• _Supplied passage_:
________

The central nervous system of any discrete manufacturing operation is the Bill of Materials, or BOM. The BOM is more than a shopping list; it’s the sacred text. It’s a hierarchical list of every single component, sub-assembly, and raw material required to produce one finished unit.

A simple BOM for a pen might look like this:

• Pen Assembly (1)
  • Barrel (1)
  • Cap (1)
  • Ink Cartridge (1)
    • Tube (1)
    • Ink (5ml)
    • Ballpoint (1)
  • Spring (1)

For a complex product like a car, the BOM can have tens of thousands of entries. If even one of those parts is missing, late, or out of spec, the entire assembly line can grind to a halt, costing millions of dollars a minute. The obsession in discrete manufacturing is managing this complex orchestra of parts and processes.

Key Characteristics:

• Focus on Takt Time: The pace of production is dictated by “takt time”—the rate at which you must complete a product to meet customer demand. If you need to make 480 units in an 8-hour shift, your takt time is one minute. Every station on the line must complete its task within that one-minute window.
• Identical Units: The goal is to make every unit exactly the same. The pillars of Repeatability and Scalability are paramount. The system is designed to eliminate human variation.
• High Volume, Low Mix: Discrete manufacturing shines when you are making thousands or millions of the same thing. The enormous cost of setting up an automated assembly line is justified by the low per-unit cost at high volumes.

An RM Case Study: The Medical Device Enclosure

We don’t run a high-volume assembly line at RM, but we are a critical supplier to those who do. A few years back, a medical technology company came to us for a new handheld diagnostic device. They were moving from prototype to full-scale production and needed 50,000 high-precision plastic enclosures per year.

This was a classic discrete manufacturing problem. Every enclosure had to be identical. The BOM was complex:

• Top Enclosure Half (1)
• Bottom Enclosure Half (1)
• Battery Door (1)
• LCD Screen Gasket (1)
• Brass Threaded Inserts (4)
• Assembly Screws (4)

Our task was to manufacture the three plastic parts and deliver them “kitted” with the other components, ready for their assembly line.

The entire project was a study in discrete principles:

1. Tooling is Everything: We spent over $150,000 to build the high-precision, multi-cavity steel injection molds. This massive upfront cost was necessary to achieve the other goals. The mold is the system that guarantees repeatability.

________

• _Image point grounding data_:
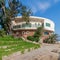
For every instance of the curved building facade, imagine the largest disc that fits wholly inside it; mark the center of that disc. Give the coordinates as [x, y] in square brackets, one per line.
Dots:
[20, 28]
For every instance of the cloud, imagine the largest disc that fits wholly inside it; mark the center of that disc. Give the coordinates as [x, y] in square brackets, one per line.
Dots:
[43, 6]
[34, 10]
[40, 5]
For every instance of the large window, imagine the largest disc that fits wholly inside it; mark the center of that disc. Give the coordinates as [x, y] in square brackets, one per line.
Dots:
[48, 24]
[46, 33]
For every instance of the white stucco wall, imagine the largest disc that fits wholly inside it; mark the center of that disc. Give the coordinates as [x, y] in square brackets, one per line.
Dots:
[52, 25]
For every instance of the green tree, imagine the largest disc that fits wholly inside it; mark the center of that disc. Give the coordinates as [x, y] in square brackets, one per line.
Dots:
[9, 13]
[51, 39]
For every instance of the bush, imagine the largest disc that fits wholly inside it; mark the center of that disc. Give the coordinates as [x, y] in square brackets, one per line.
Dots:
[31, 38]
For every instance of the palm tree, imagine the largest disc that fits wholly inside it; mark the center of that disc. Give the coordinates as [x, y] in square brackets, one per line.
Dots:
[9, 13]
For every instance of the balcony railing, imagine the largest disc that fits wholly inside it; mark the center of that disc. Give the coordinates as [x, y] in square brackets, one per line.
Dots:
[26, 26]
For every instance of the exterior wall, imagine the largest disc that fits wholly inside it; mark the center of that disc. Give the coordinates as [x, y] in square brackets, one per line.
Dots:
[23, 33]
[29, 31]
[52, 27]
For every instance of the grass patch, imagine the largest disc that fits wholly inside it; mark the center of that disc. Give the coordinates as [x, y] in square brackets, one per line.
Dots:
[9, 45]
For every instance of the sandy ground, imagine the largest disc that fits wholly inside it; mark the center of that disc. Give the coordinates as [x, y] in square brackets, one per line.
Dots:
[46, 52]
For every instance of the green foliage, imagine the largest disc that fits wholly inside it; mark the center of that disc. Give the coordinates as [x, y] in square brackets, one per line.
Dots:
[31, 38]
[51, 39]
[2, 33]
[37, 35]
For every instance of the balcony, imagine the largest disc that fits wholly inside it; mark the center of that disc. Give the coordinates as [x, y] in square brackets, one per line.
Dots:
[26, 26]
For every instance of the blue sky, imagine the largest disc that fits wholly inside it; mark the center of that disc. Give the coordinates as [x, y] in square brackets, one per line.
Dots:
[46, 8]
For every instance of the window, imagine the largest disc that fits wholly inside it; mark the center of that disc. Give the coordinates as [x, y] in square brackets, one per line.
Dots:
[48, 24]
[46, 33]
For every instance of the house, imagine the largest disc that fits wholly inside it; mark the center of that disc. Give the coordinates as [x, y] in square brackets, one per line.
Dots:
[20, 28]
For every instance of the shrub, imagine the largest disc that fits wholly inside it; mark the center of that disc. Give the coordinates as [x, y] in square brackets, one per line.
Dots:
[31, 38]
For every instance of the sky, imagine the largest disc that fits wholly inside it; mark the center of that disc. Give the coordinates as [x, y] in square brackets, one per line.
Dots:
[45, 8]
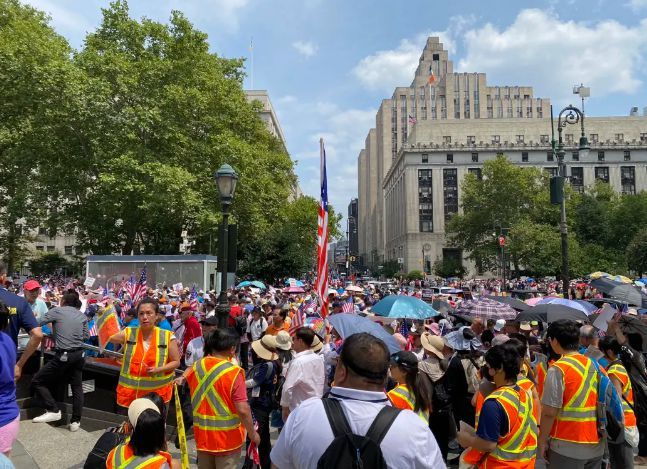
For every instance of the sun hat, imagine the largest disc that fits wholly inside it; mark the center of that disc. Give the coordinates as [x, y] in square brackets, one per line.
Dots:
[432, 343]
[138, 406]
[283, 340]
[265, 347]
[499, 325]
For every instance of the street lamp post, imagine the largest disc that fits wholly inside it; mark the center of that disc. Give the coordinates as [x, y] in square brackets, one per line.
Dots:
[569, 115]
[226, 179]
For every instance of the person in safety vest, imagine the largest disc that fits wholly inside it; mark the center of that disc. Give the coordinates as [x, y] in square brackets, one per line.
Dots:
[568, 435]
[150, 357]
[221, 414]
[506, 434]
[621, 454]
[414, 389]
[146, 447]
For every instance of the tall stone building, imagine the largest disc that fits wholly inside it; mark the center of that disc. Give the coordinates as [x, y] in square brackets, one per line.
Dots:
[429, 135]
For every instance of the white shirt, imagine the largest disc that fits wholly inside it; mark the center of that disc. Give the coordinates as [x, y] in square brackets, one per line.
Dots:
[194, 351]
[302, 441]
[305, 379]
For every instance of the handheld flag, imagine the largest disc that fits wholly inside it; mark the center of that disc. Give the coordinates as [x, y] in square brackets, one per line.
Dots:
[181, 432]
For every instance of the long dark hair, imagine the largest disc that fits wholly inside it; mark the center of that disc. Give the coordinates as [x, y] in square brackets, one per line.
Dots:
[149, 436]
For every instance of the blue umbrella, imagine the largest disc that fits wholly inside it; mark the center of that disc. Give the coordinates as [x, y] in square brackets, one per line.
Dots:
[403, 306]
[348, 324]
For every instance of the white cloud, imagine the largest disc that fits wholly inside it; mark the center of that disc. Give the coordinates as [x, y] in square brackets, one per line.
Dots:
[386, 69]
[305, 48]
[540, 50]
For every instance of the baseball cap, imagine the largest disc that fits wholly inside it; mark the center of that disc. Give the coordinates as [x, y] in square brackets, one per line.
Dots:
[31, 285]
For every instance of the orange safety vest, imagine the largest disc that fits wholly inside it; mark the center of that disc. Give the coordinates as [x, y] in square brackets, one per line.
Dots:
[216, 425]
[619, 371]
[402, 398]
[518, 448]
[123, 457]
[134, 380]
[577, 419]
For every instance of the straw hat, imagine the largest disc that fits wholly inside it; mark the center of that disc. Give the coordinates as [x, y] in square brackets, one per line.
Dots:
[265, 347]
[283, 340]
[432, 343]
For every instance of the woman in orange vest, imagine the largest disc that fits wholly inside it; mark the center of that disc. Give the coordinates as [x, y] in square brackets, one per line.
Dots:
[221, 413]
[506, 434]
[621, 454]
[414, 388]
[146, 447]
[150, 357]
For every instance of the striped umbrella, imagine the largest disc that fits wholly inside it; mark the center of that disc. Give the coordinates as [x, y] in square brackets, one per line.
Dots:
[486, 309]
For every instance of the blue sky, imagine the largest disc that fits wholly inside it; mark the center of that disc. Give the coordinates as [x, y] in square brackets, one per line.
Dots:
[327, 64]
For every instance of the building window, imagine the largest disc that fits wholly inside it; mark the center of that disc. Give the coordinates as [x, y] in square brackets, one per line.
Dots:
[577, 179]
[628, 179]
[425, 201]
[477, 172]
[450, 189]
[602, 174]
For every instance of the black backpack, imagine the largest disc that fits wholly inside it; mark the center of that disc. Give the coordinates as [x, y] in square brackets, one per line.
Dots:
[99, 454]
[352, 451]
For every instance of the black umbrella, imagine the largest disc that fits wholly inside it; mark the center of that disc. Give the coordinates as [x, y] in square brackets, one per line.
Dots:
[551, 313]
[514, 303]
[624, 292]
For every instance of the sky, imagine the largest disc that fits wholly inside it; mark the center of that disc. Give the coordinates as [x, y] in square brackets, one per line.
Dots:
[327, 64]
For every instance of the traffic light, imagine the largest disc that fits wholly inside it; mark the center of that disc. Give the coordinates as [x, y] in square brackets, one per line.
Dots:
[556, 190]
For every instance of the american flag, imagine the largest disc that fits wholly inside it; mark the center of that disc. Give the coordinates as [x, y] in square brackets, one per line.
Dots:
[322, 237]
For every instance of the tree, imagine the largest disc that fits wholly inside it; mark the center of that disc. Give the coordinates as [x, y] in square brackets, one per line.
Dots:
[636, 252]
[289, 248]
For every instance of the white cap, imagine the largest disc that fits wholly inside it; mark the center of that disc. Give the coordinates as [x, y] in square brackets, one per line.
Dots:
[500, 324]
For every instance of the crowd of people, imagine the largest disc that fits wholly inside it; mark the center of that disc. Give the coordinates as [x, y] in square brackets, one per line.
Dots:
[499, 393]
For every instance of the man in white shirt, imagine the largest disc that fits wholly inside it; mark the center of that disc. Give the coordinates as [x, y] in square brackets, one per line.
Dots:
[306, 375]
[360, 378]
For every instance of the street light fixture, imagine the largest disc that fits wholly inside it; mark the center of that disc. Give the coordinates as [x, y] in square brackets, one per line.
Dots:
[226, 179]
[570, 115]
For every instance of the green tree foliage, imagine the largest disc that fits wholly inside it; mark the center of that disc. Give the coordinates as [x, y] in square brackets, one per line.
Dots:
[290, 246]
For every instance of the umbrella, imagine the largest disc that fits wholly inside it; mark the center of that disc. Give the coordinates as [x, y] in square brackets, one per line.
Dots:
[508, 300]
[402, 306]
[598, 274]
[581, 305]
[349, 324]
[550, 312]
[622, 291]
[485, 308]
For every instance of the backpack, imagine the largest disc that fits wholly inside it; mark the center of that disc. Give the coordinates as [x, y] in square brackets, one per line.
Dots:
[99, 454]
[610, 416]
[352, 451]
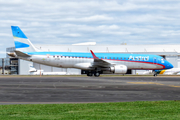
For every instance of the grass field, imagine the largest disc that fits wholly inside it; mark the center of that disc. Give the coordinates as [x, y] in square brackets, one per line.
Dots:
[165, 110]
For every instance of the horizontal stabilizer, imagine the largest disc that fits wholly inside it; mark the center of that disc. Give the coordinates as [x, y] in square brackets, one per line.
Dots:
[21, 54]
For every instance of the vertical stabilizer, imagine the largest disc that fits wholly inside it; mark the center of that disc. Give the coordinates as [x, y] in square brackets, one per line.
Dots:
[22, 43]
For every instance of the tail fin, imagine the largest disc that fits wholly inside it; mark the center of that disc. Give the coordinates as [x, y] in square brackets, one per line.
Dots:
[22, 43]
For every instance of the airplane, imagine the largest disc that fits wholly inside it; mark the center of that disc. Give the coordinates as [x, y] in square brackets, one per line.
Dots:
[91, 63]
[173, 71]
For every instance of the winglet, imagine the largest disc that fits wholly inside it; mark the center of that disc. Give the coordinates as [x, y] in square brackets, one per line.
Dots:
[94, 56]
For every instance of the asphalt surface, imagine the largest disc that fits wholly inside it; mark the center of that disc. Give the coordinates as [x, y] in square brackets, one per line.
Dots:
[40, 90]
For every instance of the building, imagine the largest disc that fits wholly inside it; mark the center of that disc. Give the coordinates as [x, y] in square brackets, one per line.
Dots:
[21, 67]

________

• _Required work_: Copy the manufacturing passage starting with "For a complex" and going on through "parts and processes.", and replace "orchestra" with "symphony".

• _Solution to this exercise_:
For a complex product like a car, the BOM can have tens of thousands of entries. If even one of those parts is missing, late, or out of spec, the entire assembly line can grind to a halt, costing millions of dollars a minute. The obsession in discrete manufacturing is managing this complex symphony of parts and processes.